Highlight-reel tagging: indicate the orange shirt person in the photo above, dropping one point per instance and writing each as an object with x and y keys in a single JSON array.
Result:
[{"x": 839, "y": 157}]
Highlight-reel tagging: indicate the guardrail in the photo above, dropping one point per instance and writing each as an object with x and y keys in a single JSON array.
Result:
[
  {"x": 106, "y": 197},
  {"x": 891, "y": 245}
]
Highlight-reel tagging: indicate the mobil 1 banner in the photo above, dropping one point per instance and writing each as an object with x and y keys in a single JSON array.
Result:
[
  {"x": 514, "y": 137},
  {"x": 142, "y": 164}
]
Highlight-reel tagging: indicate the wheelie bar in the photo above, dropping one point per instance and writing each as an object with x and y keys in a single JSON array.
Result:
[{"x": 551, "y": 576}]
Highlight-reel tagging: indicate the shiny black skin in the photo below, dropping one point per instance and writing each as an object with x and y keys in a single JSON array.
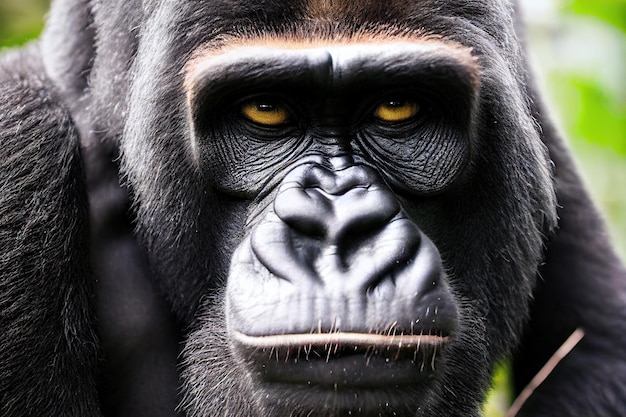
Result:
[{"x": 148, "y": 232}]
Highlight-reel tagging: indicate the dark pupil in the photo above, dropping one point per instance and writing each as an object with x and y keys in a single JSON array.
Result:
[
  {"x": 396, "y": 103},
  {"x": 266, "y": 107}
]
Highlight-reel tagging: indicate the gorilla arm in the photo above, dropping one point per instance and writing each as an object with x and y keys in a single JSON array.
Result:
[{"x": 44, "y": 280}]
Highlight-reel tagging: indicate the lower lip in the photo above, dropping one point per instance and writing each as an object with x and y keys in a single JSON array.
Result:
[{"x": 342, "y": 360}]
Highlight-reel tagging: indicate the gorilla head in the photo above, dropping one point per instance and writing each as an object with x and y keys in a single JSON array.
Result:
[
  {"x": 372, "y": 204},
  {"x": 345, "y": 206}
]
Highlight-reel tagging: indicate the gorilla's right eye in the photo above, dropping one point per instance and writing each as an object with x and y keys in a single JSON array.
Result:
[
  {"x": 266, "y": 112},
  {"x": 396, "y": 110}
]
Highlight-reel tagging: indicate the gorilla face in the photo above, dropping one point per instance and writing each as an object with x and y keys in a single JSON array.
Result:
[
  {"x": 358, "y": 193},
  {"x": 334, "y": 290},
  {"x": 350, "y": 209}
]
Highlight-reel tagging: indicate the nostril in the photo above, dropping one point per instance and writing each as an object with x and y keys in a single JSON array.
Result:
[{"x": 305, "y": 210}]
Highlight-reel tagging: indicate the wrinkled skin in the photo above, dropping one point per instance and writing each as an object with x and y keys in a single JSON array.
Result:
[{"x": 293, "y": 208}]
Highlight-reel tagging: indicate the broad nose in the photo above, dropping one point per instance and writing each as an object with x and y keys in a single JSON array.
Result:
[{"x": 338, "y": 204}]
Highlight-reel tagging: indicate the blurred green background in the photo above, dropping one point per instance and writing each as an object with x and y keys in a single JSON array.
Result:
[{"x": 578, "y": 48}]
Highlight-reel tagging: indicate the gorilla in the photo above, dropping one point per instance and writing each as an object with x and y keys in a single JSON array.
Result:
[{"x": 273, "y": 208}]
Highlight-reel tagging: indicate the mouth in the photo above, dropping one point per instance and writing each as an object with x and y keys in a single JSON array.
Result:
[{"x": 343, "y": 360}]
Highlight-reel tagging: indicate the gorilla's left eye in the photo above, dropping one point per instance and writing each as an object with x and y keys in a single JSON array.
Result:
[
  {"x": 266, "y": 112},
  {"x": 396, "y": 110}
]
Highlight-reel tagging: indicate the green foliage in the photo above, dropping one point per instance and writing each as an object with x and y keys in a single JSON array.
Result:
[
  {"x": 21, "y": 20},
  {"x": 610, "y": 11}
]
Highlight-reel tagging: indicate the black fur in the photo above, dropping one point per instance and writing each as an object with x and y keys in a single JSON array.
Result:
[{"x": 104, "y": 87}]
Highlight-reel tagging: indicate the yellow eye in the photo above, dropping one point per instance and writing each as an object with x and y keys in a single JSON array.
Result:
[
  {"x": 265, "y": 112},
  {"x": 396, "y": 110}
]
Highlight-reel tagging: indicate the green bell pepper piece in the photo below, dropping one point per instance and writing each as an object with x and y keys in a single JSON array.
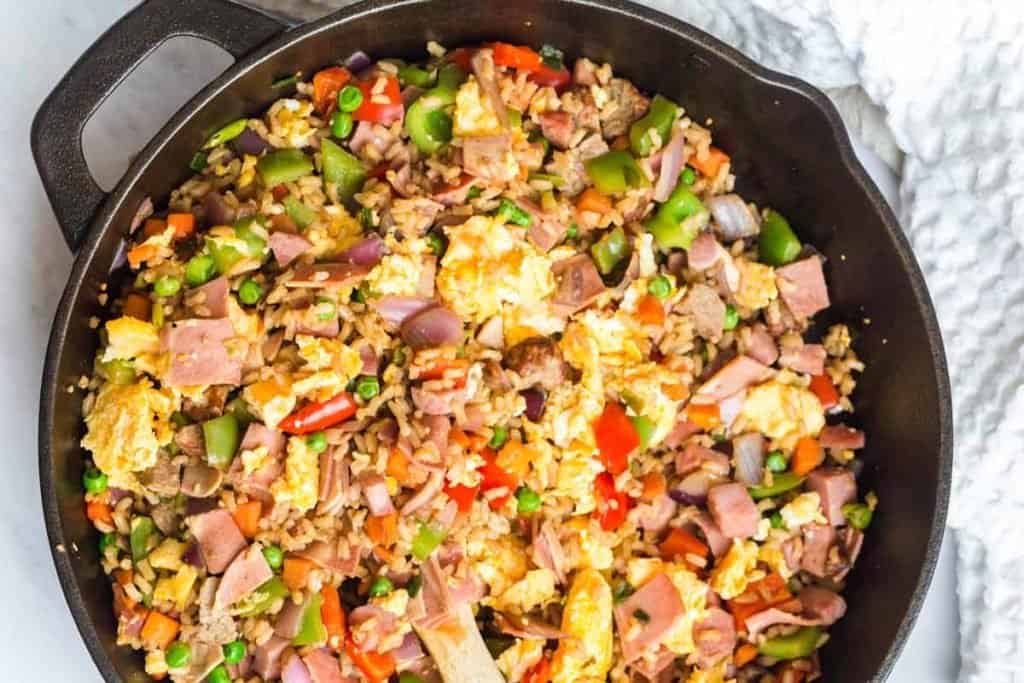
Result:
[
  {"x": 659, "y": 117},
  {"x": 780, "y": 483},
  {"x": 300, "y": 214},
  {"x": 262, "y": 598},
  {"x": 609, "y": 250},
  {"x": 341, "y": 168},
  {"x": 795, "y": 646},
  {"x": 311, "y": 629},
  {"x": 777, "y": 244},
  {"x": 221, "y": 438},
  {"x": 142, "y": 529},
  {"x": 678, "y": 220},
  {"x": 284, "y": 166},
  {"x": 614, "y": 172}
]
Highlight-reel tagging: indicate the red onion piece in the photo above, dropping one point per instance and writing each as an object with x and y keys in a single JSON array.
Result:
[
  {"x": 536, "y": 400},
  {"x": 432, "y": 327}
]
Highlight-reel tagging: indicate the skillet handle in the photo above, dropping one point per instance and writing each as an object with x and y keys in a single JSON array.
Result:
[{"x": 56, "y": 130}]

■ PROBLEM STATEMENT: All of the records need repeating exactly, except for the pictures.

■ SOLUTION FOR THIS TASK:
Highlight-reel tagging: indicate the orange shirt person in the photo above, dropping one point per instance and writing each as an object with x and y keys in a single JSON array.
Result:
[{"x": 839, "y": 157}]
Highlight-reel tagging: indicate the guardrail in the photo above, dropping one point per instance and writing each as an object with x and y keys in a single JSON array.
Result:
[
  {"x": 106, "y": 197},
  {"x": 891, "y": 245}
]
Highlight-reel tagging: indicate the mobil 1 banner in the photo above, dropping one point per instance and writing each as an object with x and y keys in a single JSON array.
Result:
[
  {"x": 514, "y": 137},
  {"x": 142, "y": 164}
]
Highlight-reel tagging: indicate the wheelie bar in the photo above, dropping one point per instance and writing each as an object with x and y keys in a single JSON array.
Result:
[{"x": 551, "y": 576}]
Highlight-reel tagging: indicate the shiny black skin in the photo below, dropping one point per instance and writing each as an object with x and y keys in a single JSON array.
Result:
[{"x": 148, "y": 232}]
Highlight-reel tagging: indicate the dark pupil in the photo above, dropping one point per instance and writing each as an object with x and y keys in a single JSON array.
Result:
[
  {"x": 396, "y": 103},
  {"x": 266, "y": 107}
]
Highlight-reel tagging: indicate the gorilla arm in the photo above, dropping one point per instance and writing each as an object with x and y keys in a single JSON array.
Result:
[{"x": 44, "y": 280}]
Highlight-reel tagging: indicate the lower lip in the photo above, dropping one point per instance and writing each as an object with x and y keys in a single JSON array.
Result:
[{"x": 342, "y": 360}]
Highlight-reel tagging: indicate the gorilla head in the photo above, dropping one point per instance and writing each as an object with x and y keys in a single JSON array.
Result:
[
  {"x": 372, "y": 204},
  {"x": 345, "y": 206}
]
Highlight-reel tagging: indicate the gorilla's right eye in the photo above, dropping one point per instance and writing each as an object with x and y keys in a single JSON array.
Result:
[
  {"x": 266, "y": 112},
  {"x": 396, "y": 110}
]
Highlight-reel tagging: indicate the gorilla face in the photo above, dropping one point per instance and writing each as an object with x and y keys in a single JSON array.
Result:
[
  {"x": 358, "y": 193},
  {"x": 334, "y": 290},
  {"x": 350, "y": 209}
]
Highlight-reel tagging: indicate the nostril in the photo above, dropping one point per instance and writing each as an object with x and y keys in a single JSON array.
Result:
[{"x": 305, "y": 210}]
Highlight-reel tagging: indicate the wrinkled skin in the photo above, dropping one point per instance and writing each as an object with x and y keys in a single JSON array.
Result:
[{"x": 293, "y": 208}]
Highlight-reel tagging: indicate the broad nose in the photo above, dropping one point per instance and writing each as an object with x and y keys in a single JSON array.
Result:
[{"x": 338, "y": 204}]
Highlight-reel tagging: indicate the blurred green background in the photo above, dropping one point per instance and writing each as an object with x and y keys in a single JSON array.
Result:
[{"x": 578, "y": 48}]
Highlight-reel tagging: indicate the gorilla in the photo above, dropping one point per instance and writing each as an object with x and y keys in a single JSON array.
Result:
[{"x": 273, "y": 208}]
Highlight-reel tagging: indicate the mouth in the photo above, dropping one point per instance and writing each as an object with x and y keys in a single JSON array.
Result:
[{"x": 343, "y": 360}]
Highlight-reel tagging: indicate the gorilla's left eye in the photo above, dropping one point per instance and writing each as an object with x and y keys in a single JSON array.
Result:
[
  {"x": 266, "y": 112},
  {"x": 396, "y": 110}
]
Highlight-reel tagging: indicate the green foliage in the photo above, dropping one point per instance and writing each as an object with x and y keys in a single JSON array.
Result:
[
  {"x": 21, "y": 20},
  {"x": 610, "y": 11}
]
Highlight-reel tagging: indicate the black fur in the photo above, dropping one point per instance and writing each as an object with x and y keys in a single JSON array.
Result:
[{"x": 104, "y": 87}]
Highlight-reel tagging: indicate the yellow eye in the photo above, dropping one point per instance and writing each as an object with x and y keys in a single JSON array.
Result:
[
  {"x": 265, "y": 112},
  {"x": 396, "y": 110}
]
Highlight-reel tagging: indicate the green bell pepper piece in the photo below, dropping one point per instance and writing each as an object with x and y keys in a single JSON array.
Result:
[
  {"x": 659, "y": 117},
  {"x": 780, "y": 483},
  {"x": 300, "y": 214},
  {"x": 262, "y": 598},
  {"x": 609, "y": 250},
  {"x": 341, "y": 168},
  {"x": 795, "y": 646},
  {"x": 311, "y": 629},
  {"x": 777, "y": 244},
  {"x": 221, "y": 438},
  {"x": 142, "y": 529},
  {"x": 678, "y": 220},
  {"x": 284, "y": 166},
  {"x": 614, "y": 172}
]
Highlight-reel tagging: indicate the red onion piece in the photo above, dropping one point per instance and writing each as an object with x and y keys in a single JSON array.
Result:
[
  {"x": 536, "y": 400},
  {"x": 432, "y": 327}
]
Highlight-reel tagging: indicate the skillet handle in the photo above, dropping one point per instance and writing each as an object with x and y keys in a single JSON array.
Result:
[{"x": 56, "y": 130}]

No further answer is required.